● **Textabschnitt**:
|---|

Gefälschte Unterschriften: Die stillen Kompliz:innen

Weitergehen, hier gibts nichts zu sehen! Gestern hat der «Tages-Anzeiger» offengelegt, dass Firmen, die gegen Geld Unterschriften für Volksinitiativen sammeln, im grossen Stil betrogen haben. Heute ist es verdächtig ruhig im politischen Betrieb der Schweiz. Jedenfalls auf dessen rechter Seite. Was einen zum Schluss verleiten könnte, dass die demokratiepolitische Bedeutung der illegalen Machenschaften gar nicht so gross ist. Auf das Ergebnis einer Volksabstimmung dürfte es tatsächlich kaum Einfluss haben, auf welche Weise eine Initiative zustande gekommen ist.

Aber das ist zu kurz gedacht. Das zeigt etwa die Debatte rund um den Neubau von AKWs. Schub verlieh dieser die sogenannte Blackout-Initiative. Albert Rösti hat den Ball dankbar aufgenommen und gemeinsam mit der bürgerlichen Mehrheit im Bundesrat einen Gegenvorschlag präsentiert, der das Verbot von AKW-Neubauten aufheben will. Wäre die Initiative nicht zustande gekommen, wäre es auch nicht zu Röstis Manöver gekommen.

|---|

● **Daten zur Analyse**:
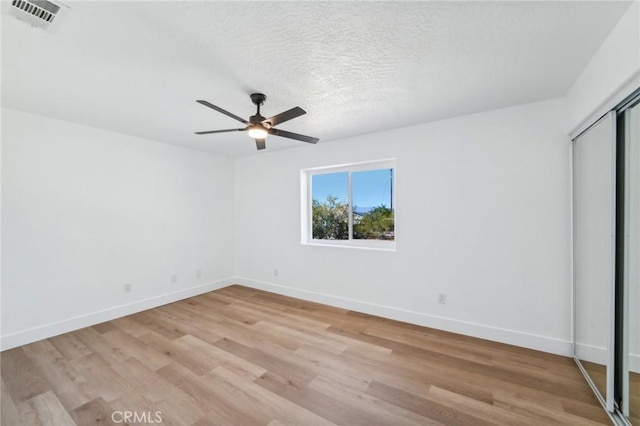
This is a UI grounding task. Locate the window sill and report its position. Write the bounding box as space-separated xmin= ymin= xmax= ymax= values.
xmin=301 ymin=240 xmax=396 ymax=252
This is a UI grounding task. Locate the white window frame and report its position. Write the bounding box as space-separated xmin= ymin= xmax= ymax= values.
xmin=300 ymin=158 xmax=398 ymax=251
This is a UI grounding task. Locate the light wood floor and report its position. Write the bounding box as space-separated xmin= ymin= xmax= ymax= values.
xmin=1 ymin=286 xmax=609 ymax=426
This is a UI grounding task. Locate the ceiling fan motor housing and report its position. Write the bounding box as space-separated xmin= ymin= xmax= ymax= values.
xmin=249 ymin=93 xmax=267 ymax=107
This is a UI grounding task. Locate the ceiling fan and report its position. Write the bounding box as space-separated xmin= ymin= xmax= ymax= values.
xmin=196 ymin=93 xmax=319 ymax=149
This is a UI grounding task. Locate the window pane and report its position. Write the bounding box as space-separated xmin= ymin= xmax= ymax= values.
xmin=311 ymin=172 xmax=349 ymax=240
xmin=351 ymin=169 xmax=395 ymax=240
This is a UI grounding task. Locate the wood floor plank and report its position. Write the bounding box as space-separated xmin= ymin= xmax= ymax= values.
xmin=0 ymin=285 xmax=608 ymax=426
xmin=19 ymin=391 xmax=76 ymax=426
xmin=0 ymin=346 xmax=51 ymax=404
xmin=0 ymin=380 xmax=23 ymax=425
xmin=69 ymin=398 xmax=120 ymax=426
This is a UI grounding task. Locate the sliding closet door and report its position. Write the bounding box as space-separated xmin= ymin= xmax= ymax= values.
xmin=573 ymin=112 xmax=616 ymax=411
xmin=621 ymin=100 xmax=640 ymax=425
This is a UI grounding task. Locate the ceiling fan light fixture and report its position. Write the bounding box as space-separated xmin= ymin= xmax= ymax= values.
xmin=248 ymin=124 xmax=269 ymax=139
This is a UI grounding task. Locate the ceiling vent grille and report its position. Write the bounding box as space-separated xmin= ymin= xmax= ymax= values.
xmin=10 ymin=0 xmax=60 ymax=29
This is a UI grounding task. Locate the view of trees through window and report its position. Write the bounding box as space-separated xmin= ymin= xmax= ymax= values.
xmin=311 ymin=169 xmax=395 ymax=240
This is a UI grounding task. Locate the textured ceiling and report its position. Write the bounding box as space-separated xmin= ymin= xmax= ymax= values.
xmin=2 ymin=1 xmax=630 ymax=157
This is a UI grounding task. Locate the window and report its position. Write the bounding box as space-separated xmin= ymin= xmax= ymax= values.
xmin=302 ymin=160 xmax=395 ymax=250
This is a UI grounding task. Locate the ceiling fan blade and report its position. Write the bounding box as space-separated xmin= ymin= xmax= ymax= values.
xmin=196 ymin=100 xmax=249 ymax=124
xmin=263 ymin=107 xmax=307 ymax=127
xmin=196 ymin=129 xmax=245 ymax=135
xmin=269 ymin=129 xmax=320 ymax=143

|---|

● **Arbeitsaufträge**:
**a)** Welche Zeitung hat laut dem Textabschnitt offengelegt, dass Firmen beim bezahlten Sammeln von Unterschriften für Volksinitiativen betrogen haben?
**b)** Entnimm dem Textabschnitt wörtlich die Stelle, die mit den Worten „Gefälschte Unterschriften: Die“ anfängt und mit „zustande gekommen ist.“ schließt.

● **Lösungen der Reihe**:
**a)** Der «Tages-Anzeiger».

**b)**
Gefälschte Unterschriften: Die stillen Kompliz:innen

Weitergehen, hier gibts nichts zu sehen! Gestern hat der «Tages-Anzeiger» offengelegt, dass Firmen, die gegen Geld Unterschriften für Volksinitiativen sammeln, im grossen Stil betrogen haben. Heute ist es verdächtig ruhig im politischen Betrieb der Schweiz. Jedenfalls auf dessen rechter Seite. Was einen zum Schluss verleiten könnte, dass die demokratiepolitische Bedeutung der illegalen Machenschaften gar nicht so gross ist. Auf das Ergebnis einer Volksabstimmung dürfte es tatsächlich kaum Einfluss haben, auf welche Weise eine Initiative zustande gekommen ist.